** EXERCISE DIRECTIONS **
Transcribe, verbatim, every line from the start of the entries through the line that contains "Q: Point out every instance of the cascading"; include both boundary lines and omit all others.

** THE INPUT **
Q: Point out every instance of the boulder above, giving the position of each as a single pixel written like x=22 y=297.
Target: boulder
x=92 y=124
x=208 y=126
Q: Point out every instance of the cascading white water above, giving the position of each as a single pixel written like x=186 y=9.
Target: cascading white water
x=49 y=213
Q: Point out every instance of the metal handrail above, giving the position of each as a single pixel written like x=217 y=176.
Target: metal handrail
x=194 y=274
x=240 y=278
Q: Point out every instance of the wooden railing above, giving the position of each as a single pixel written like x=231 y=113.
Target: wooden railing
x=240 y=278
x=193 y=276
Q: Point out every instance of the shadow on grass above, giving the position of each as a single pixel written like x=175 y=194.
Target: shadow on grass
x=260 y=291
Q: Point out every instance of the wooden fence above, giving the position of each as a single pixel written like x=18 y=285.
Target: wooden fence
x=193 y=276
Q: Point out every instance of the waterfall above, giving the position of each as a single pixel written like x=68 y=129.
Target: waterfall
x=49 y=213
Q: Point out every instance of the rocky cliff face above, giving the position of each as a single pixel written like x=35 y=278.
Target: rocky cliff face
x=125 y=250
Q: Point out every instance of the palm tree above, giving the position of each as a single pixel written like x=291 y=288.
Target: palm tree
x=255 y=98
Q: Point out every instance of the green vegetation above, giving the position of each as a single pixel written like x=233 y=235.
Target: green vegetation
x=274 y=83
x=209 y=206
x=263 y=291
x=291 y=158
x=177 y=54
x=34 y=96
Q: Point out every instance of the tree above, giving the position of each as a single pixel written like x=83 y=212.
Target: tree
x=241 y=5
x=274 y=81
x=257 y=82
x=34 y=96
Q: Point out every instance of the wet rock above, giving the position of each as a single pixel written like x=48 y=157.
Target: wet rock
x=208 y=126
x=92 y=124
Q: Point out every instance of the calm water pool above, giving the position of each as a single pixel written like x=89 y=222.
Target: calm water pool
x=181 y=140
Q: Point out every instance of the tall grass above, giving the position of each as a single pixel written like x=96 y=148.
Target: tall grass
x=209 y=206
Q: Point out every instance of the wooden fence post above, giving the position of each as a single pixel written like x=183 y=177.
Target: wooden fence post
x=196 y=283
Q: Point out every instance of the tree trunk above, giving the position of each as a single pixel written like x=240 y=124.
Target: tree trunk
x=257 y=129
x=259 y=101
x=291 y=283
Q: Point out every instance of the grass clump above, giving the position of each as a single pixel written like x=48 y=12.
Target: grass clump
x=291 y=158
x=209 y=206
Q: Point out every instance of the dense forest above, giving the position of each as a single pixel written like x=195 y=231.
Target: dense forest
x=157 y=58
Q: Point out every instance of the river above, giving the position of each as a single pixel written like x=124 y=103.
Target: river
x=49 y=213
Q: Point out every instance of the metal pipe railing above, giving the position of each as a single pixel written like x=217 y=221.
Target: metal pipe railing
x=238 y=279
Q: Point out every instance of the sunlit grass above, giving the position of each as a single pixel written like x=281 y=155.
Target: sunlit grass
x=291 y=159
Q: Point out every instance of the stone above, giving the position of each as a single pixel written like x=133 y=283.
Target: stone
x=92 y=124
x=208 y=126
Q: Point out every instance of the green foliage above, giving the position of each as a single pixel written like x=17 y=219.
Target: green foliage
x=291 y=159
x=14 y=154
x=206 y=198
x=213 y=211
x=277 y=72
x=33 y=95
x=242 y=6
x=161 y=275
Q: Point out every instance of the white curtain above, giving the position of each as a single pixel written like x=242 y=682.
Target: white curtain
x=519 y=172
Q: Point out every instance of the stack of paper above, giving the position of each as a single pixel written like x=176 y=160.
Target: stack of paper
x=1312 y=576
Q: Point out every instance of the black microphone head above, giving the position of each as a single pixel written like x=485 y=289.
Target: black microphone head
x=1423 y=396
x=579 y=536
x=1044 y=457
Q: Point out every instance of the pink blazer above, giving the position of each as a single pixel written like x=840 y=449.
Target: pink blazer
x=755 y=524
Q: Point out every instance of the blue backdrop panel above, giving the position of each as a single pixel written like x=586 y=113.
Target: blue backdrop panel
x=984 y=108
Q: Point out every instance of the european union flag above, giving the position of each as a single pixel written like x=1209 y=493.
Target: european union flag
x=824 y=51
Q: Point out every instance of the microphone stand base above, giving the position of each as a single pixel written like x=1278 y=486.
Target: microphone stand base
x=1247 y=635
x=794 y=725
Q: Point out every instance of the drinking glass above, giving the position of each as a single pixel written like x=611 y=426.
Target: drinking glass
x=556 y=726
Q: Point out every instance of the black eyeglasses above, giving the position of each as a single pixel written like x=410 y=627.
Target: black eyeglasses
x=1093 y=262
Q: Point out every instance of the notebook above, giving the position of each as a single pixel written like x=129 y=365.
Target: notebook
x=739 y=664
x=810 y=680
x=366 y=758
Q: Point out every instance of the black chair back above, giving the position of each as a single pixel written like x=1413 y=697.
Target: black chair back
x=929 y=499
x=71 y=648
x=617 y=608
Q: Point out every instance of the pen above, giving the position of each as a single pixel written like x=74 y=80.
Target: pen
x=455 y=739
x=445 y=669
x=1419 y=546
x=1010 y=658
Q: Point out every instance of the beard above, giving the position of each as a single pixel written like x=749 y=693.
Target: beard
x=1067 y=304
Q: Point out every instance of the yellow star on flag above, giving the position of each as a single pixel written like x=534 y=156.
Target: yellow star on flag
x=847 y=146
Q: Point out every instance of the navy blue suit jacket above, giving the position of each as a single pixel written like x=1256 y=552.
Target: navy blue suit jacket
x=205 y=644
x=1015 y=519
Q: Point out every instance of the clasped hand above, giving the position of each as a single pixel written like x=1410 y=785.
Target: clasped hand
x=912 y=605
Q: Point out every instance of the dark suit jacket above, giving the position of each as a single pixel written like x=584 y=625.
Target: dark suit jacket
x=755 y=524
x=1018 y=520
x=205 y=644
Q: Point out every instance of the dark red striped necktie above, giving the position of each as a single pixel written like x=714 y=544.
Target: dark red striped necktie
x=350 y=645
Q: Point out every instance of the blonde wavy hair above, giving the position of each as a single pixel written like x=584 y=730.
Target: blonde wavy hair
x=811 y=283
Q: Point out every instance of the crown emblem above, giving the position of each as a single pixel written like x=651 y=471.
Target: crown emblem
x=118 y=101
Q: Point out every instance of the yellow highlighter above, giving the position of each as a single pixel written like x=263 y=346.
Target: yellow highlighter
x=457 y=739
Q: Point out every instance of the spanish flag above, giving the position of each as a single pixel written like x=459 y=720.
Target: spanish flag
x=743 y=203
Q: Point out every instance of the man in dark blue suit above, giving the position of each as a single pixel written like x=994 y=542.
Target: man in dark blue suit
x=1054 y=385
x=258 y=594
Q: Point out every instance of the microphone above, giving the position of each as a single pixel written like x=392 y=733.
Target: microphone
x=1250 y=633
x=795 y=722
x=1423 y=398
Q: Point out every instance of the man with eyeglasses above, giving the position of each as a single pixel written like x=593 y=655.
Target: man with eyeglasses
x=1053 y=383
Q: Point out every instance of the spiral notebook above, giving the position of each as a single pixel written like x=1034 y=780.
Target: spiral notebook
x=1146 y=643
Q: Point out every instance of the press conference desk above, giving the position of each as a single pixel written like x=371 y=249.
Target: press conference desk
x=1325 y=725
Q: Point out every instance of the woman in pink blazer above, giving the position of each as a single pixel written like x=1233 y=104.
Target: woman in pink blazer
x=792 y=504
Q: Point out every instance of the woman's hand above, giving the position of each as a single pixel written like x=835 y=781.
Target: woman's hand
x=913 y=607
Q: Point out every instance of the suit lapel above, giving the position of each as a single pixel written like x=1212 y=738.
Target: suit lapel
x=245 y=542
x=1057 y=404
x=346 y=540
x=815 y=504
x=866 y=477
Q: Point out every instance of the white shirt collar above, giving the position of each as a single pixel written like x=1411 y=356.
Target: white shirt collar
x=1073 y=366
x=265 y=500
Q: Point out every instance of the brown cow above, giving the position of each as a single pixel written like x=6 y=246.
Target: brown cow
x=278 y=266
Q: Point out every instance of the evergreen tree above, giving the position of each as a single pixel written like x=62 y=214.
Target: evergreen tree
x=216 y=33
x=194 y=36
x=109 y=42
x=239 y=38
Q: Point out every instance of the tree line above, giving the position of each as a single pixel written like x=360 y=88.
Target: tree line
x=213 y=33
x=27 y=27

** RESULT FOR THIS TASK **
Q: Point out every instance of the boulder above, giving the position of each as a single pixel written like x=22 y=297.
Target: boulder
x=92 y=124
x=208 y=126
Q: Point out every instance of the cascading white water above, giving the position of each as a single pixel written like x=186 y=9.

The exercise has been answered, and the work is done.